-- Begin RECORDS FOR THIS TASK --

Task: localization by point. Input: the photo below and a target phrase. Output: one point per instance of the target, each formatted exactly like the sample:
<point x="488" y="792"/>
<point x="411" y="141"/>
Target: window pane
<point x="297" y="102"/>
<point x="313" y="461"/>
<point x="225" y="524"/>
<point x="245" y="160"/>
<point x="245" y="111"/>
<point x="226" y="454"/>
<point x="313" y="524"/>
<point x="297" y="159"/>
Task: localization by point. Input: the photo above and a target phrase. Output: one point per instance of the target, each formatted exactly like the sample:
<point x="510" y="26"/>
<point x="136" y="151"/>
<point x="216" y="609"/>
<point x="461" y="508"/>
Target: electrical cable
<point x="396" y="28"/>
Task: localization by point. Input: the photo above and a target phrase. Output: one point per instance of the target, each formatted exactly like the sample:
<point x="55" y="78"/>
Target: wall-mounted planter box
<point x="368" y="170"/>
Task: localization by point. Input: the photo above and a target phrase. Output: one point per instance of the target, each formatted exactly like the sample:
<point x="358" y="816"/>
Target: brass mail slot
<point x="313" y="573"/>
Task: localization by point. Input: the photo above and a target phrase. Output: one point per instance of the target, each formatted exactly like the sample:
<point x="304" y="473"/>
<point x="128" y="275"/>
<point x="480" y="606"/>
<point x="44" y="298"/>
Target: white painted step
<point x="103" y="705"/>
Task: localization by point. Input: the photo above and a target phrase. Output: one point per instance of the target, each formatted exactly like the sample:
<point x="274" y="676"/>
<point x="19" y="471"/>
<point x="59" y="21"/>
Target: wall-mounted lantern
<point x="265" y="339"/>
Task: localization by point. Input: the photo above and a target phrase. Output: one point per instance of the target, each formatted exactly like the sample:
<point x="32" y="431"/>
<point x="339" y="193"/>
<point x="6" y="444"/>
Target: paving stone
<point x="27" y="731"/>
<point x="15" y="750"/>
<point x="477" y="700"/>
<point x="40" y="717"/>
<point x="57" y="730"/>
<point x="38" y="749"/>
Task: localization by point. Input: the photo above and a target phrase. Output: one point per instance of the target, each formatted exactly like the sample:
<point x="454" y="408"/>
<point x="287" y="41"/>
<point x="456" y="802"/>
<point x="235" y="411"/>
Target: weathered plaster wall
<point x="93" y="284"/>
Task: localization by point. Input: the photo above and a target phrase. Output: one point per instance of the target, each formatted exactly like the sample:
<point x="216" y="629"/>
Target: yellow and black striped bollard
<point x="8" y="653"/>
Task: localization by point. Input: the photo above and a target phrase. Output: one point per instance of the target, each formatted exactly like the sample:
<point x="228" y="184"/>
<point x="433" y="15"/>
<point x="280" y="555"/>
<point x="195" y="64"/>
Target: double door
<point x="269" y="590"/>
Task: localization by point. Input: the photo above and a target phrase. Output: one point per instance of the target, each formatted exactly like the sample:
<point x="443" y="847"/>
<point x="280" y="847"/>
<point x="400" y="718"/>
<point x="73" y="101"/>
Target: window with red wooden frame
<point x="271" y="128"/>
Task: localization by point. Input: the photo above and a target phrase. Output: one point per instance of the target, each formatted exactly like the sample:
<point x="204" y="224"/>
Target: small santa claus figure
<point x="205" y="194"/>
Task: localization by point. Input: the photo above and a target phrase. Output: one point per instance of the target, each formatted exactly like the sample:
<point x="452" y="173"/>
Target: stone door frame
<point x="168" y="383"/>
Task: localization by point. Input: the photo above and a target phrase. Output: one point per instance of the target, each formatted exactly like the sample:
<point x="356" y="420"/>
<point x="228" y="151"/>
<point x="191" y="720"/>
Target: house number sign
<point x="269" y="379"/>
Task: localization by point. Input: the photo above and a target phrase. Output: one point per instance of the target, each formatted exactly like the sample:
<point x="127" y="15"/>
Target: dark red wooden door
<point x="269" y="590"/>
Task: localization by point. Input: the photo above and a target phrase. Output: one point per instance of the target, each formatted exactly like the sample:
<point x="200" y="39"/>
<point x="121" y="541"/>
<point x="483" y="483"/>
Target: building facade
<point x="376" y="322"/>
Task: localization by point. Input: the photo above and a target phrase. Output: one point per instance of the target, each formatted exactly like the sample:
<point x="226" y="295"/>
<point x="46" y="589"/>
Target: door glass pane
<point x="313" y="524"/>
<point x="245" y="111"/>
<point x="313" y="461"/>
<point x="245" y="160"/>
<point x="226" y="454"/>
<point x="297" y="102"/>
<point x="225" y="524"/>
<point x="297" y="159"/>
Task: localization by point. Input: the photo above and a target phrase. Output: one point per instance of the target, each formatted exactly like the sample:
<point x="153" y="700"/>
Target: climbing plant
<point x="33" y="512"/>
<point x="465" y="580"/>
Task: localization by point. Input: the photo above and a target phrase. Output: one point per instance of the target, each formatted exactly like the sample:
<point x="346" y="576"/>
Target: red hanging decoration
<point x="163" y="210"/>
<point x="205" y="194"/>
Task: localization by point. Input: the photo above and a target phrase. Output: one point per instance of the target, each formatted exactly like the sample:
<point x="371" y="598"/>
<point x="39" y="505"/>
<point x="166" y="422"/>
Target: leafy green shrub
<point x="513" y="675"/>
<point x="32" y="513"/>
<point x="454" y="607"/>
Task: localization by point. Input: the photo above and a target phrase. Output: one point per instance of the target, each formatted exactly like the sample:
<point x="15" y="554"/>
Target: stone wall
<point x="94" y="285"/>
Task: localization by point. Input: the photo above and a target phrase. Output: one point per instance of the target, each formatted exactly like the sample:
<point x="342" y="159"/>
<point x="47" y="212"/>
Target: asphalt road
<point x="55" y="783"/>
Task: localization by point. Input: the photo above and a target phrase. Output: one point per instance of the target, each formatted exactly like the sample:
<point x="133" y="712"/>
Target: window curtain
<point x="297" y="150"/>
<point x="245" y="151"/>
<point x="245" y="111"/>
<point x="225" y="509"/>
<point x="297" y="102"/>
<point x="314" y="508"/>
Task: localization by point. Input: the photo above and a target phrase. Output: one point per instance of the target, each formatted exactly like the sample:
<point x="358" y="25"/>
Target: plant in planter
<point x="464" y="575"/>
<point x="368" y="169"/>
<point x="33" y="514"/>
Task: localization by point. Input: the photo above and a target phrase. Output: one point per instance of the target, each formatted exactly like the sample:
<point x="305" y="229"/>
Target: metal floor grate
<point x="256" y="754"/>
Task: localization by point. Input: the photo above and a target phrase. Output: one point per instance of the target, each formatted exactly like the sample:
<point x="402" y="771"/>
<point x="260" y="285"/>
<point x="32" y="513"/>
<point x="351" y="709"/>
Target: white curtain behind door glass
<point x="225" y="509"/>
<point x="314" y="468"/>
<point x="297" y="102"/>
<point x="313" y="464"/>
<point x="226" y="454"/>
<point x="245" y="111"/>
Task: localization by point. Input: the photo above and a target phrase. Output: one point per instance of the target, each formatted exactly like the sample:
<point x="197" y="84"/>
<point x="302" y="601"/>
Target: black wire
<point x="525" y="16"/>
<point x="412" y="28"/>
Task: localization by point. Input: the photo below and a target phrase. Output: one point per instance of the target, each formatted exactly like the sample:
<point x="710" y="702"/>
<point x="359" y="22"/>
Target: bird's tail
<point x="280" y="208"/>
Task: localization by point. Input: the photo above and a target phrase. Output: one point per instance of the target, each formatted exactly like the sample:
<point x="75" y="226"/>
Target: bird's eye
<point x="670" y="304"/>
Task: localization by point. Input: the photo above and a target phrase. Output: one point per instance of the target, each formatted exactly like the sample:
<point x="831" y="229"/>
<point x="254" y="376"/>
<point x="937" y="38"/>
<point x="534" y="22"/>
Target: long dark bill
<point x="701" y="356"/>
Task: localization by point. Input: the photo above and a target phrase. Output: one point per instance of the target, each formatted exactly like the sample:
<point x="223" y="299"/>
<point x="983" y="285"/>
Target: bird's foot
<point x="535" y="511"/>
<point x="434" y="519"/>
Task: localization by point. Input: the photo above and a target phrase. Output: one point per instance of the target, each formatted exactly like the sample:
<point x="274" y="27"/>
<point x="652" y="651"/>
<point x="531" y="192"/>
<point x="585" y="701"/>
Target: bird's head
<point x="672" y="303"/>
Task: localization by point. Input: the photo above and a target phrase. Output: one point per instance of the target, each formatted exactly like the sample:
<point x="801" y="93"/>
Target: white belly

-- End RECORDS FOR THIS TASK --

> **SET EXERCISE**:
Count the lines of the listing above that contain the word "white", and give only the number.

> **RESPONSE TO THE EXERCISE**:
3